_WORK TO COMPLETE_
(a) Answer these about the page on subtracting an hour from a date in a shell script:
(i) According to Solution 1, on what does its command work?
(ii) What bash version does the page name for using bash's internal date printing and arithmetic?
(iii) What does `$(printf "%(%s)T")` print?
(b) Copy the lines of the listing exactly, starting at the line that has "Can you tell me where the metal" and stopping after the line that has "432,10 -> 640,419".

_SELECTED PASSAGE_
☆ ☆ ☆ ☆ ☆ ☆ ☆
Subtract 1 hour from date in UNIX shell script
ShellDatetimeUnixShell Problem Overview
I have the following in a shell script. How can I subtract one hour while retaining the formatting?
DATE=`date "+%m/%d/%Y -%H:%M:%S"`
Shell Solutions
Solution 1 - Shell
The following command works on recent versions of GNU date
:
date -d '1 hour ago' "+%m/%d/%Y -%H:%M:%S"
Solution 2 - Shell
date -v-60M "+%m/%d/%Y -%H:%M:%S"
DATE=`date -v-60M "+%m/%d/%Y -%H:%M:%S"`
If you have bash version 4.4+
you can use bash's internal date printing and arithmetics:
printf "current date: %(%m/%d/%Y -%H:%M:%S)T\n"
printf "date - 60min: %(%m/%d/%Y -%H:%M:%S)T\n" $(( $(printf "%(%s)T") - 60 * 60 ))
The $(printf "%(%s)T")
prints the epoch seconds, the $(( epoch - 60*60 ))
☆ ☆ ☆ ☆ ☆ ☆ ☆
_RECORDS_

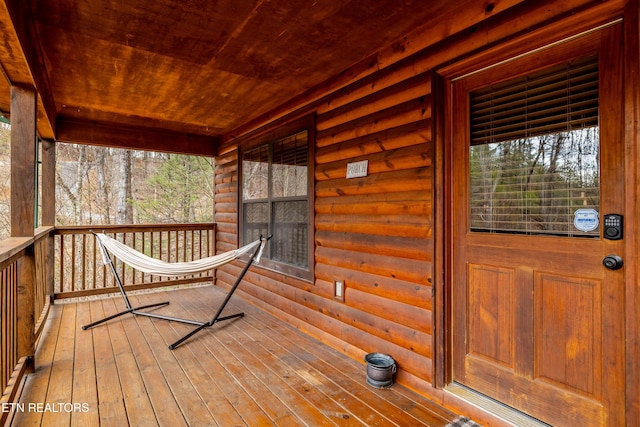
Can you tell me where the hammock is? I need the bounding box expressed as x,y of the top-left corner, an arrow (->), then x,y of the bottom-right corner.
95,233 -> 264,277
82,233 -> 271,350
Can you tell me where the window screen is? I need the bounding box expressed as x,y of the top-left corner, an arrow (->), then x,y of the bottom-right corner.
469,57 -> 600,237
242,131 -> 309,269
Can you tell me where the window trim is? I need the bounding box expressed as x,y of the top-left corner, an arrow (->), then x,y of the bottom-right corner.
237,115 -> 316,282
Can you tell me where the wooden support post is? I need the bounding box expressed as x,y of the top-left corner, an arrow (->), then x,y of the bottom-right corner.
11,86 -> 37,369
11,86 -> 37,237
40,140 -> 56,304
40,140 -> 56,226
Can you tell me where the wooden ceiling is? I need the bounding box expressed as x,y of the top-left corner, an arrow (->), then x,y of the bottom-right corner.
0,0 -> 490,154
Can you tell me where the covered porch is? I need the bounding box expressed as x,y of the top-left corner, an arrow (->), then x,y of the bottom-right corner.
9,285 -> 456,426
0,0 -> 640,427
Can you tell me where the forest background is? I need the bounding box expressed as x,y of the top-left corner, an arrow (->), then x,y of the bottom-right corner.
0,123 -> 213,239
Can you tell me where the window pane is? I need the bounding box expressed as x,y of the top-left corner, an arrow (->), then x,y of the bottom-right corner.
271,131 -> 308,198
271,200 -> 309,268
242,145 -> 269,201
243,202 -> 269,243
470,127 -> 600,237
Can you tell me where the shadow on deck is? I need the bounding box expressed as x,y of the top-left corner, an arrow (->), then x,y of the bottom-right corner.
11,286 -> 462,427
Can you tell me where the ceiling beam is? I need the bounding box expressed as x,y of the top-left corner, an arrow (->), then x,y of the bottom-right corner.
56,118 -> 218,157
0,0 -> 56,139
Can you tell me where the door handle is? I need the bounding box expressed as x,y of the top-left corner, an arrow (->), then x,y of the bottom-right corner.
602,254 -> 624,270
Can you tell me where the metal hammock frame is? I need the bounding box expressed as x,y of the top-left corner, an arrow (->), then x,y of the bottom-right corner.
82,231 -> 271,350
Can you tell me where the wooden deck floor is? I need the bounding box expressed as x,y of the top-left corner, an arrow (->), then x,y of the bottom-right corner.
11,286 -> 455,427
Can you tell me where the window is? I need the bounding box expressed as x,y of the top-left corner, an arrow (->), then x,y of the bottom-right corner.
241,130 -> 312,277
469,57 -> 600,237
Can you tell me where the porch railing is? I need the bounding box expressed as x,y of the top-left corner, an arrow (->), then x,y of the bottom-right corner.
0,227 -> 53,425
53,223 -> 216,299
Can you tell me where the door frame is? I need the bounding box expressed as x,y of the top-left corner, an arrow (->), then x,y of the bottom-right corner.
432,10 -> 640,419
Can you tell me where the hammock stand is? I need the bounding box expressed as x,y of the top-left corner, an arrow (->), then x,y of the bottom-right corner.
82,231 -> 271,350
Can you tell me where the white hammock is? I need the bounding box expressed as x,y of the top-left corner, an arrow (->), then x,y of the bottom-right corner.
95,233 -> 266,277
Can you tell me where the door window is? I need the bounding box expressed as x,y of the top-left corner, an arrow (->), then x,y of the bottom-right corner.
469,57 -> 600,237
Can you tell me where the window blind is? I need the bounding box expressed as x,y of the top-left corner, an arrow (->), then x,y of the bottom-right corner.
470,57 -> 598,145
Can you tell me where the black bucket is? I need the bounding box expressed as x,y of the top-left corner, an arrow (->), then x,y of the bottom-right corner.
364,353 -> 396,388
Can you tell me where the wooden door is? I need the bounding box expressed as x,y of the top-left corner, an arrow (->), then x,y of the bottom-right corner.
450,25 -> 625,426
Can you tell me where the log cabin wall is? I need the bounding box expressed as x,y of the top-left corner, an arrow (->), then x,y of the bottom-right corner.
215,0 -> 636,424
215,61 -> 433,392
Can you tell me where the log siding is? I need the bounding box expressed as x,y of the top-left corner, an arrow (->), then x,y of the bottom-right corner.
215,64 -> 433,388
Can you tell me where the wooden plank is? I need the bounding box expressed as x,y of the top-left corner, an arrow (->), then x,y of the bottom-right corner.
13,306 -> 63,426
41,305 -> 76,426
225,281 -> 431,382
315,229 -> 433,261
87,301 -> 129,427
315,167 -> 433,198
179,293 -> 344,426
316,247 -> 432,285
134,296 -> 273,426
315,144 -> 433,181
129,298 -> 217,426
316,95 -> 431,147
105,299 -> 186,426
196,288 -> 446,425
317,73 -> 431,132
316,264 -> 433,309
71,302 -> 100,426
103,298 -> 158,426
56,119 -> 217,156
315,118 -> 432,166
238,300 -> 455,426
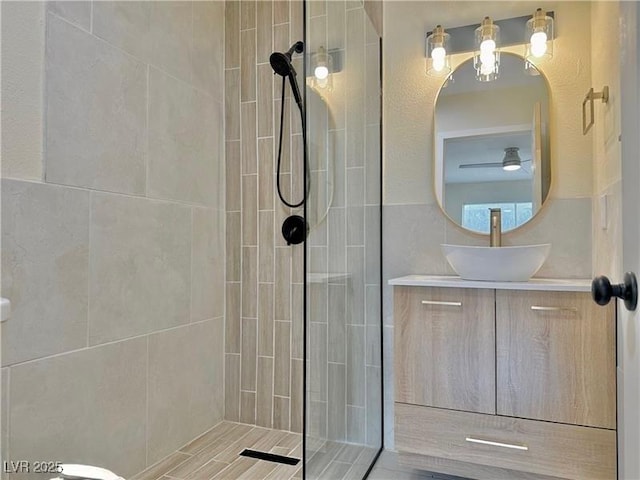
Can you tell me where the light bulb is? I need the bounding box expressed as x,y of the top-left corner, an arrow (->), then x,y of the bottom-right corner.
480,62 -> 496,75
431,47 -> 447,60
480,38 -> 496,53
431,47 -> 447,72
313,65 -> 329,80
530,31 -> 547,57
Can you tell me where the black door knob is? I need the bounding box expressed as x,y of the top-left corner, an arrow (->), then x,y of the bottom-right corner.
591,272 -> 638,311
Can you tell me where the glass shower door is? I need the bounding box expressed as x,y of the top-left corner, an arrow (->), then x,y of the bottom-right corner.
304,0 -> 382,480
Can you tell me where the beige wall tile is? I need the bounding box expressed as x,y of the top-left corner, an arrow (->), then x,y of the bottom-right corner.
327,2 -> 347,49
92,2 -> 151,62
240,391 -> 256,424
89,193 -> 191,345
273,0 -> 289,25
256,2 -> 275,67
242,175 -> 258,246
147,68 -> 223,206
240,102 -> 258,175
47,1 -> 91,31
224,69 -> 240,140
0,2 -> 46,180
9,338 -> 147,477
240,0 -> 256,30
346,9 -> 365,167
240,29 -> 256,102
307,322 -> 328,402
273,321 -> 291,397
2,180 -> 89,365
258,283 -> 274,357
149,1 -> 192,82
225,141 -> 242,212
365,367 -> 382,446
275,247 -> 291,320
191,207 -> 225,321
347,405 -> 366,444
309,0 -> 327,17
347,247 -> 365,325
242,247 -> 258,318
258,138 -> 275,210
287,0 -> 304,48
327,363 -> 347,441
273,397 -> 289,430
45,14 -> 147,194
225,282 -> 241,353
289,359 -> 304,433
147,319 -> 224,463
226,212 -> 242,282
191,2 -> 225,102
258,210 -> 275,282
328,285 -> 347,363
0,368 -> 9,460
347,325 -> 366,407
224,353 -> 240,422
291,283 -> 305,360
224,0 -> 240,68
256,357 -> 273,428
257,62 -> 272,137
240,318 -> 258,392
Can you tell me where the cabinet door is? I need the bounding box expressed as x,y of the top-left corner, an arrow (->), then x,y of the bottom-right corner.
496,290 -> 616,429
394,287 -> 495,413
☆ ☆ ☆ ☆ ☆ ☆ ☆
_ANSWERS BELOW_
(a)
(i) Recent versions of GNU date.
(ii) Bash version 4.4+.
(iii) The epoch seconds.

(b)
Can you tell me where the metal hammock frame is? I need the bounding box expressed as x,y of the top-left corner, an arrow (->), then x,y of the bottom-right corner.
82,231 -> 271,350
Can you tell me where the wooden deck floor is? I need the bounding box expressed as x,y of the top-left corner, an arrow (->), then x,y of the bottom-right corner.
11,286 -> 455,427
Can you tell me where the window is? I need the bounding box expressed as x,y of the top-left corner, an arrow (->), then x,y of the bottom-right corner.
241,130 -> 312,277
469,57 -> 600,237
Can you tell me where the porch railing is? I need the bounding box expressed as x,y of the top-left corner, an arrow (->), then x,y of the bottom-right corner.
0,227 -> 53,425
53,223 -> 216,299
Can you tell me where the door frame is? I need the bounding box expressed as x,y of the top-left corner, an arrow (->), then x,y of the bottom-right corner.
432,10 -> 640,419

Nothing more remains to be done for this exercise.